+++ EXTRACT TO READ
'Donegal Amy: a rare inherited disease from Ireland'
Author, Rosaline Callaghan, who sadly lost three family members to amyloidosis has launched her new book: 'Donegal Amy: a rare inherited disease from Ireland'.
A former barrister, Rosaline's aunt, father and cousin, died from Familial Amyloidosis. All three were from Burt in the south of the Inishowen peninsula.
Amyloidosis is also known as ‘Donegal Amy’, due to its prevalence along a 15 mile stretch of coastline between Carrigart and Burtonport.
It is caused by the build-up of an abnormal protein in the body’s tissues and organs, which affects their shape and function and can lead to organ failure.
Rosaline's book launch took place at the recent hugely successful 'Emerging from the Shadows' amyloidosis conference in Gaoth Dobhair.
Speaking to Inish Times / Inish Live, Rosaline said she was inspired to write her book when she retired. “I had to find something to do,” she laughed.
She added: “When I realised that not very many people knew about amyloidosis and just to raise awareness, I decided to write the book.
“People were asking me so many questions about it. But the real catalyst came when one of my infusion nurses, Olivia, told me that of the eleven patients in the North of Ireland currently getting treatment for hereditary amyloidosis, I was the only one who seemed to be aware of their family history, it got me thinking.
“The figures from the National Amyloidosis Centre in London suggested only 40% of patients know their family history regarding amyloidosis.
“I thought that was a big gap, and thought if I let people know of my family history, perhaps they might be able to link in with their family histories.
“It was a fabulous challenge. It was something to do, like many people, when I was home for 19 months alone speaking with the cat and the cat speaking back.
“So, I just concentrated on writing the book to donate it as a gift to help raise awareness about this condition. I am quite proud with the way it turned out. Iprint Design and Print in Derry were absolutely fabulous and it is another way to spread the story of Donegal Amy,” said Rosaline.
Rosaline said she did not want to write a heavy medical book or a diary type book detailing her daily life.
She said: “I just wanted to give an overview about our family learning about amyloidosis. We heard from Professor Mary Reilly, from University College London, during the 'Emerging from the Shadows' conference.
“Professor Reilly was the person who broke the news to my father in the 1980s that amyloidosis was hereditary, so I have included a story about that.
++++++
+++ DATASET EXCERPTS
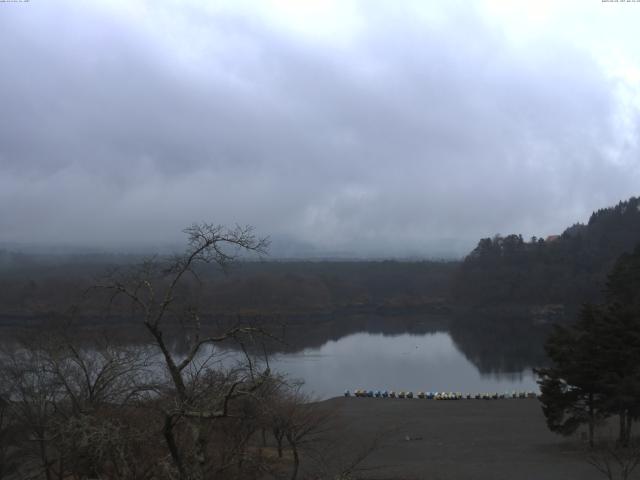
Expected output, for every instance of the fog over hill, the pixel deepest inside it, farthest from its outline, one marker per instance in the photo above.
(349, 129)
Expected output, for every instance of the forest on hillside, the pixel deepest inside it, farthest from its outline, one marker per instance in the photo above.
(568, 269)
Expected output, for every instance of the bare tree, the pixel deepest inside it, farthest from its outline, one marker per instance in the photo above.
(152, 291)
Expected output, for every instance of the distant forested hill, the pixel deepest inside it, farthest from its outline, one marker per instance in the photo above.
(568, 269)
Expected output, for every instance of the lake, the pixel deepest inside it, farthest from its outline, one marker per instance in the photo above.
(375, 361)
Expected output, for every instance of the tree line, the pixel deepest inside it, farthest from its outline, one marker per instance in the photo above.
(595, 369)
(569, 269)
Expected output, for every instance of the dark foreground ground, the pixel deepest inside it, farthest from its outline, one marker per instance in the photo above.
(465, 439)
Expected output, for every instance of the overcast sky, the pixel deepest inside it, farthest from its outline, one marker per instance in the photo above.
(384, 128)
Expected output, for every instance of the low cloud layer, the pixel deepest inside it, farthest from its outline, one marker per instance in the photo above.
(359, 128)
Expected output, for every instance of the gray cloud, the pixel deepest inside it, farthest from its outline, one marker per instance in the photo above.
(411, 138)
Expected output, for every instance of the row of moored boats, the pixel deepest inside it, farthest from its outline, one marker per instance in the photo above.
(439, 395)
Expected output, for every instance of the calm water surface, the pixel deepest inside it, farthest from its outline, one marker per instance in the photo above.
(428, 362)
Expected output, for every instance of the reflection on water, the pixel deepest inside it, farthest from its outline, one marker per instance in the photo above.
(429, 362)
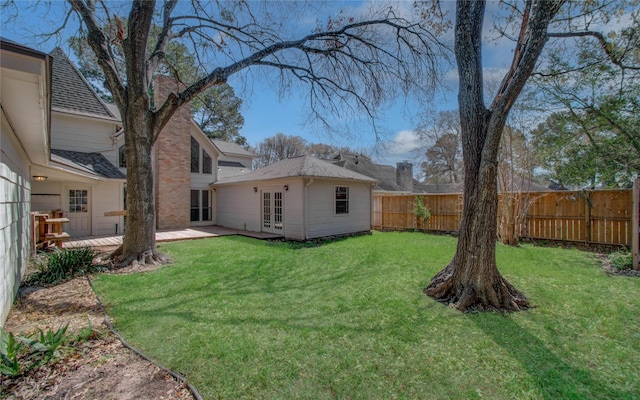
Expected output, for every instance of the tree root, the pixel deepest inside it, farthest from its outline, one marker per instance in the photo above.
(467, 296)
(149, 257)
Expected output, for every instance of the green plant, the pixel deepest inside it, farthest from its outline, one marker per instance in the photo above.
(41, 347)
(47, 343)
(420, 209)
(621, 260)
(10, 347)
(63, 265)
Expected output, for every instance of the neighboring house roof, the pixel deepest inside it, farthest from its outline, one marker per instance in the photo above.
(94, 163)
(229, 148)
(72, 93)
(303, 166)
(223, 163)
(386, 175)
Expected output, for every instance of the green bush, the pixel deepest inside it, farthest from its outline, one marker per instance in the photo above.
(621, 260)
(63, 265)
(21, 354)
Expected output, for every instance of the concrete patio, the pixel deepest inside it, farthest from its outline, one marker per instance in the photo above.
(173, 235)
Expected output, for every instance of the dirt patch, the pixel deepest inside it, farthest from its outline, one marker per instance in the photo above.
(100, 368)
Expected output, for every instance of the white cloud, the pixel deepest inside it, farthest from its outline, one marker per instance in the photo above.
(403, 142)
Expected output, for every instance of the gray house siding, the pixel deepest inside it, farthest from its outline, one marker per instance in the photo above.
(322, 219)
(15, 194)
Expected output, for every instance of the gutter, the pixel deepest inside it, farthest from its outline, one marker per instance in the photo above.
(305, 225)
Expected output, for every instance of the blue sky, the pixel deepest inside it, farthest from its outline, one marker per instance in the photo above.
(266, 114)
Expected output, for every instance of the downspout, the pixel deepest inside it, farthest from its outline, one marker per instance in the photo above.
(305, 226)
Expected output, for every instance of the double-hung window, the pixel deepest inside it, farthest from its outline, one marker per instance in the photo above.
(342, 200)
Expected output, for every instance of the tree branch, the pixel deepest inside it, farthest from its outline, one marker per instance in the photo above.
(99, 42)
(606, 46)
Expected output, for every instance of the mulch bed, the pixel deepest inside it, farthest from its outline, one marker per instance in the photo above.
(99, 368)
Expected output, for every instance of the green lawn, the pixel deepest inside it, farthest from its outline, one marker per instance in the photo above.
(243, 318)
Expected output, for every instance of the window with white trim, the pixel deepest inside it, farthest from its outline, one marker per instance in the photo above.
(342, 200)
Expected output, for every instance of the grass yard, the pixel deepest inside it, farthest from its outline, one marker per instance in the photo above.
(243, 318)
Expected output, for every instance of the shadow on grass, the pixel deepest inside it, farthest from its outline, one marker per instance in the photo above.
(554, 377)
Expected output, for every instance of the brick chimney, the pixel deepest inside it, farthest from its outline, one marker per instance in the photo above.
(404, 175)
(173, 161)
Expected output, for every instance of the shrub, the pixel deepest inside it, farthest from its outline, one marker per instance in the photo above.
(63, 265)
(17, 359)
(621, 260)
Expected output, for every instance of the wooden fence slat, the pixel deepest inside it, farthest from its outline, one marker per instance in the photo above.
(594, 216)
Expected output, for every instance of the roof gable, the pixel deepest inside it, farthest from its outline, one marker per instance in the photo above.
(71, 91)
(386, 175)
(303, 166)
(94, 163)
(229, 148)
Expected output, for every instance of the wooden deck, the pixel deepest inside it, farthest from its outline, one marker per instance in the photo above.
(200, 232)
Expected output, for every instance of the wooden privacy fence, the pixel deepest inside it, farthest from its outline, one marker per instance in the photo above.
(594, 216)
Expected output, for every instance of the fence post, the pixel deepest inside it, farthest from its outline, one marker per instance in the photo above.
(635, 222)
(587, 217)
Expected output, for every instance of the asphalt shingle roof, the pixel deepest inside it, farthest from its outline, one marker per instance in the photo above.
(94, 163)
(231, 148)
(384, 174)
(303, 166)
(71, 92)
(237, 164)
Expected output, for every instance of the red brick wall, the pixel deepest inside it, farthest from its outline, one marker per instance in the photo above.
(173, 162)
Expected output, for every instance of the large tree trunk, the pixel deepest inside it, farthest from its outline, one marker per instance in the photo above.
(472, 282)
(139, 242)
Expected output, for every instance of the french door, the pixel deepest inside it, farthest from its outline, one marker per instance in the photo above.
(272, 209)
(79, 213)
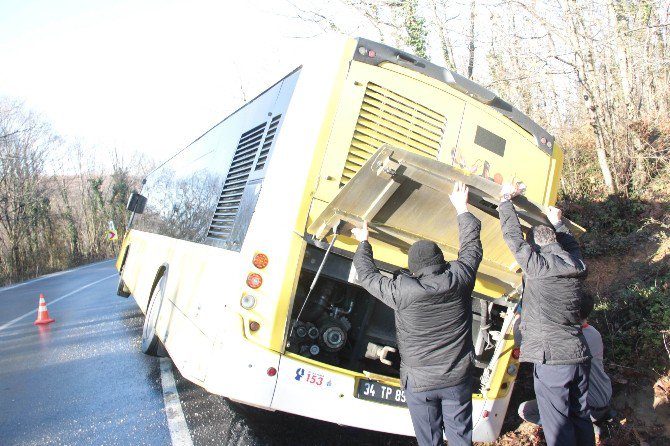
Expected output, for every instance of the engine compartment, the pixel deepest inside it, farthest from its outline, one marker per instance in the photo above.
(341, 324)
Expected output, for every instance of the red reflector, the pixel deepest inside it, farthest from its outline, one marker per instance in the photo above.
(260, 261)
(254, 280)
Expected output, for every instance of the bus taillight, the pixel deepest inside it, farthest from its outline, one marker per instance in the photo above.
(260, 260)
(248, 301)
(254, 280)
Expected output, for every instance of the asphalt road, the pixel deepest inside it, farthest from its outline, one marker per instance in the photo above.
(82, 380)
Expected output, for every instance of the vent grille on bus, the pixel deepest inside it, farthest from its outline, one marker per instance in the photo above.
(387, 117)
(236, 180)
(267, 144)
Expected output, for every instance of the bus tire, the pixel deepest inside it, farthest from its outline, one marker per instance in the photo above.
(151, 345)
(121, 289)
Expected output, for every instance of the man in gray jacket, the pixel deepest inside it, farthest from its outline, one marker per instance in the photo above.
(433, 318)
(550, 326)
++++++
+++ DATASET EXCERPTS
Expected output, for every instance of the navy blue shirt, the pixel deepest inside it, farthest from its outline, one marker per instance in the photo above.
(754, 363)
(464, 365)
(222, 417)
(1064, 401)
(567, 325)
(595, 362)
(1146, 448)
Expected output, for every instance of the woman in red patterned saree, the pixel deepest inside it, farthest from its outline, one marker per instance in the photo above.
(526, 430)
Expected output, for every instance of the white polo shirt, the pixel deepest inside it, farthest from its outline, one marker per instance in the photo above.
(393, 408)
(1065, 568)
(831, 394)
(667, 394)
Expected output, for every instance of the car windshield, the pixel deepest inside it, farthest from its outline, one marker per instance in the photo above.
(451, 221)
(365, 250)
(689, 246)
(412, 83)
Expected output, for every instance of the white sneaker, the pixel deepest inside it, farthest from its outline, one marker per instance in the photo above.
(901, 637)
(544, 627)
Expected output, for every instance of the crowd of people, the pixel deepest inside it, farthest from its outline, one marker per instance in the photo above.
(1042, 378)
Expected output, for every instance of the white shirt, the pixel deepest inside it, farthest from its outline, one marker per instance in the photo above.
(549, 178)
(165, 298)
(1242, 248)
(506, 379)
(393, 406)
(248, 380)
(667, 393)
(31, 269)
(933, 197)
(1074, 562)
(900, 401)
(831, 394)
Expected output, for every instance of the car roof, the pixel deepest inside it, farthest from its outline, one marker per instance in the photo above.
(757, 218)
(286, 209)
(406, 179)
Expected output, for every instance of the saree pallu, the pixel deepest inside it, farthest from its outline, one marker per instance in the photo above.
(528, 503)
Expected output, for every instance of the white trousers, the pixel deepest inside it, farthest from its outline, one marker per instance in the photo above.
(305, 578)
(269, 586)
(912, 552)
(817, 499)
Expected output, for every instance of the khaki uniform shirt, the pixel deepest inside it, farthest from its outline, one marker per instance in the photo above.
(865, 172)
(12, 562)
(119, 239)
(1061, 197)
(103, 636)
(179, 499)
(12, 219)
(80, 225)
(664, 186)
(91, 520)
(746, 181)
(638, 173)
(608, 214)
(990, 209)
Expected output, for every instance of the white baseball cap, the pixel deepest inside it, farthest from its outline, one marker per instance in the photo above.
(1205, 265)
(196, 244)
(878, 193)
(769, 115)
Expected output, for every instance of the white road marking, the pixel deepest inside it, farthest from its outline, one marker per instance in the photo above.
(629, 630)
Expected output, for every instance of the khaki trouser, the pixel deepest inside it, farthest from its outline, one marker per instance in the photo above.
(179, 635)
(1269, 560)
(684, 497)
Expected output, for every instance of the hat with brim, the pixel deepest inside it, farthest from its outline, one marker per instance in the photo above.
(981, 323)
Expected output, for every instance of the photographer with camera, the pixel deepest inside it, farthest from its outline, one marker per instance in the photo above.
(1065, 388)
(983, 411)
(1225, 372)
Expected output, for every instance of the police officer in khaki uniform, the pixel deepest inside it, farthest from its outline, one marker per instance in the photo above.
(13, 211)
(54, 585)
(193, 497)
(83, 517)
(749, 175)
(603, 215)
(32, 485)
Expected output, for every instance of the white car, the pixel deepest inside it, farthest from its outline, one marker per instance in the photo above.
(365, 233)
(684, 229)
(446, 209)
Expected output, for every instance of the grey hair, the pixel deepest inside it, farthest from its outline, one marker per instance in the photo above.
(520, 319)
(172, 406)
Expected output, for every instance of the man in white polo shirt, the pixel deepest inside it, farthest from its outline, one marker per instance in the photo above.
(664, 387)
++++++
From the article on Rosaline Callaghan's book about Donegal Amy, copy the passage that begins at the words "Speaking to Inish" and stops after "their family histories.".

ANSWER BOX
Speaking to Inish Times / Inish Live, Rosaline said she was inspired to write her book when she retired. “I had to find something to do,” she laughed.
She added: “When I realised that not very many people knew about amyloidosis and just to raise awareness, I decided to write the book.
“People were asking me so many questions about it. But the real catalyst came when one of my infusion nurses, Olivia, told me that of the eleven patients in the North of Ireland currently getting treatment for hereditary amyloidosis, I was the only one who seemed to be aware of their family history, it got me thinking.
“The figures from the National Amyloidosis Centre in London suggested only 40% of patients know their family history regarding amyloidosis.
“I thought that was a big gap, and thought if I let people know of my family history, perhaps they might be able to link in with their family histories.